§ **STATED EXERCISE 1**: Please rewrite the records starting with the line that contains "Where can you see the breaded" and going on through the end of the records, replacing "fish fillet" with "chicken cutlet" and keeping everything else the same.

§ **DOCUMENT**:
During testimony, Patrolman Hall acknowledged that the firearm was entirely under the passenger seat, and Trooper Holden acknowledged that the distance from the seat to the floorboard was likely less than one foot.

(Image Omitted)

(Document 25-2). This photograph, the only one depicting where the firearm was allegedly positioned before the officer moved it, shows the butt of the gun hidden in a dark area completely under the passenger seat. While Trooper Holden took numerous photographs that day, none illustrate his view from outside the truck. Initially, in looking at the photograph, Trooper Holden claimed he could not testify as to whether it was fully under the seat or whether any part of the firearm was sticking out. Despite this assertion, he claimed with certainty that the gun was in plain view. Upon further questioning, he ultimately acknowledged that the firearm, as the photograph he was viewing depicts, was, in fact, under the seat. Additionally, he later admitted that in his report from that day, he had described the gun as concealed underneath the seat.

When questioned about the photograph, which clearly shows the gun behind the line of sunlight entering the car, Trooper Holden claimed that he could not be sure if it was an accurate depiction of the sunlight when he viewed the firearm initially. He asserted that even though he took the photograph almost immediately after viewing the firearm, a cloud could have entered at the moment he took it.

When questioned, Patrolman Hall testified that he did not recall whether he ever heard from central 911 regarding Mr. Bumgarner's background check and eligibility to drive, much less whether he obtained that information before the seizure. Further, while they ultimately did find a syringe in Ms. Evans' purse, Patrolman Hall acknowledged that this was found after both passengers were out of the car, and after the gun had been seized.

STANDARD OF REVIEW

When deciding a motion to suppress, the district court may make findings of fact and conclusions of law. United States v. Stevenson, 396 F.3d 538, 541 (4th Cir. 2005). On a motion to suppress, the burden of proof is on the party who seeks to suppress the evidence. United States v. Dickerson, 655 F.2d 559, 561 (4th Cir. 1981). However, once the defendant establishes a proper basis for his motion to suppress, the burden shifts to the government to prove the admissibility of the challenged evidence by a preponderance of the evidence. United States v. Matlock, 415 U.S. 164, 177 n.14 (1974).

DISCUSSION

The Fourth Amendment to the United States Constitution protects people against unreasonable searches or seizures. U.S. Const. amend. IV. Warrantless searches and seizures are presumptively unreasonable and violative of the Fourth Amendment, subject to limited exceptions. Katz v. United States, 389 U.S. 347, 357 (1967). Evidence obtained because of that unreasonable search is therefore inadmissible absent an exception that would allow the Government to introduce it. See Elkins v. United States, 364 U.S. 206, 212-13 (1960). The Supreme Court has identified a limited number of exceptions that may permit the government to conduct a warrantless search. Absent one of these exigencies or specific exceptions, evidence seized during an unreasonable warrantless search must be suppressed under the exclusionary rule. United States v. Calandra, 414 U.S. 338, 347 (1974).

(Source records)
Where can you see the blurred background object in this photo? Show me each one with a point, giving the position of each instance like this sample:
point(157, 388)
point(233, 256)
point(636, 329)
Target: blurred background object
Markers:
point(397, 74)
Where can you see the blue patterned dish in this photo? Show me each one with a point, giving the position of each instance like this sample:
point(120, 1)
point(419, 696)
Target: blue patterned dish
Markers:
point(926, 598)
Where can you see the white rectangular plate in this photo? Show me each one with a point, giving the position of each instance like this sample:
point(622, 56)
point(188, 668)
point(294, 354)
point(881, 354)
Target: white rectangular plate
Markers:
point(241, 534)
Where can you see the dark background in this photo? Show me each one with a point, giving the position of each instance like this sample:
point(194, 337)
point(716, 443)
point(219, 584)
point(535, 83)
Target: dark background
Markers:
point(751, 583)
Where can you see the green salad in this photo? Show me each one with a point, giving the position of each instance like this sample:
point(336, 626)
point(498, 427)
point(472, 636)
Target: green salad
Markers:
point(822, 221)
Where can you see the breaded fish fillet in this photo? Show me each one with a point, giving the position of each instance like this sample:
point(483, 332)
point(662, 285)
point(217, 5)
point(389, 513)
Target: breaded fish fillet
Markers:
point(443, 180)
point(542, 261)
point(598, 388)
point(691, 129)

§ **STATED EXERCISE 2**: Write out the passage of the suppression ruling word for word, starting with "When questioned about" and going on through "had been seized.".

§ **WRITTEN SOLUTION 1**:
Where can you see the breaded chicken cutlet in this photo? Show me each one with a point, giving the position of each instance like this sample:
point(483, 332)
point(662, 285)
point(217, 5)
point(389, 513)
Target: breaded chicken cutlet
Markers:
point(443, 180)
point(542, 261)
point(598, 388)
point(691, 129)

§ **WRITTEN SOLUTION 2**:
When questioned about the photograph, which clearly shows the gun behind the line of sunlight entering the car, Trooper Holden claimed that he could not be sure if it was an accurate depiction of the sunlight when he viewed the firearm initially. He asserted that even though he took the photograph almost immediately after viewing the firearm, a cloud could have entered at the moment he took it.

When questioned, Patrolman Hall testified that he did not recall whether he ever heard from central 911 regarding Mr. Bumgarner's background check and eligibility to drive, much less whether he obtained that information before the seizure. Further, while they ultimately did find a syringe in Ms. Evans' purse, Patrolman Hall acknowledged that this was found after both passengers were out of the car, and after the gun had been seized.